> Aim: Write the next part of the HANDS workshop page, picking up after its last sentence.

> Extracted text:
[Start]
HANDS

Observing and Understanding Hands in Action
in conjunction with ECCV 2024


The recordings and the papers are available below

Overview

Welcome to our HANDS@ECCV24.

Our HANDS workshop will gather vision researchers working on perceiving hands performing actions, including 2D & 3D hand detection, segmentation, pose/shape estimation, tracking, etc. We will also cover related applications including gesture recognition, hand-object manipulation analysis, hand activity understanding, and interactive interfaces.

The eighth edition of this workshop will emphasize the use of large foundation models (e.g. CLIP, Point-E, Segment Anything, Latent Diffusion Models) for hand-related tasks. These models have revolutionized the perceptions of AI, and demonstrate groundbreaking contributions to multimodal understanding, zero-shot learning, and transfer learning. However, there remains an untapped potential for exploring their applications in hand-related tasks.

Schedule (Italy Time)

September 30th (2 pm-6 pm), 2024
Room Suite 8, MiCo Milano
Poster Boards Position: inside: 11, outside: 11
Online Zoom Link: https://nus-sg.zoom.us/j/9015323166?omn=82071666030

14:00 - 14:10 Opening Remarks
14:10 - 14:40 Invited Talk: Hanbyul Joo
Title: Towards Capturing Everyday Movements to Scale Up and Enrich Human Motion Data
Abstract: In this talk, I will present our lab's efforts to scale and enrich 3D human motion data by capturing everyday human movements and natural human-object interactions. I will begin by describing our new multi-camera system, ParaHome, designed to capture human-object interactions in a natural home environment. Next, I will introduce MocapEve, a lightweight, cost-effective motion capture solution that uses two smartwatches and a head-mounted camera, enabling full-body 3D motion capture in diverse settings. Finally, I will discuss our recent work, CHRUS and COMa, which enable machines to model comprehensive affordances for 3D objects by leveraging pre-trained 2D diffusion models, allowing for unbounded object interactions.
14:40 - 15:10 Invited Talk: Shubham Tulsiani
Title: Understanding Human-object Interactions for Enabling Generalizable Robot Manipulation
Abstract: We humans continually use our hands to interact with the world around us. From making our morning coffee to cleaning dishes after dinner, we effortlessly perform a plethora of tasks in our everyday lives. A central goal in robot learning is to develop similar generalist agents — ones capable of performing a diverse set of tasks across a wide range of environments. In this talk, I will highlight some of our recent efforts to build perception systems that better understand human interactions and allow robots to act in diverse scenarios. I will show how learning a (3D) generative model over human-object interactions can allow reconstructing interactions from in-the-wild clips, and how (2D) generative models over human interactions can guide robots acting in the real world.
[End]
> Supplied information:
[Start]
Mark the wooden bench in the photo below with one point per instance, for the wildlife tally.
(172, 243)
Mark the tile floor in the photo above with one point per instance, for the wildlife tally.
[End]
> Response for this exercise:
15:10 - 16:10 Coffee break time & Poster
16:10 - 16:40 Invited Talk: Qi Ye
Title: Understanding Hand-Object Interaction – From human hand reconstruction and generation to dexterous manipulation of robotic hands
Abstract: In recent years, humanoid robots and embodied intelligence have attracted extensive attentions. One of the most challenging of endowing humanoid robots with intelligence is human-like dexterous manipulation with robotic hands. Unlike simple parallel grippers, human-like multi-fingered hands involve a high degree of freedom and complex variations in hand-object interaction, making it difficult for humanoid robots to acquire these manipulation skills. This report will explore how to effectively use human manipulation experience to overcome these challenges and develop and transfer human-like dexterous manipulation skills. It will cover our recent works on hand-object reconstruction, grasp generation and motion planning, multi-modal pretraining with human manipulation data for robotic hands, etc.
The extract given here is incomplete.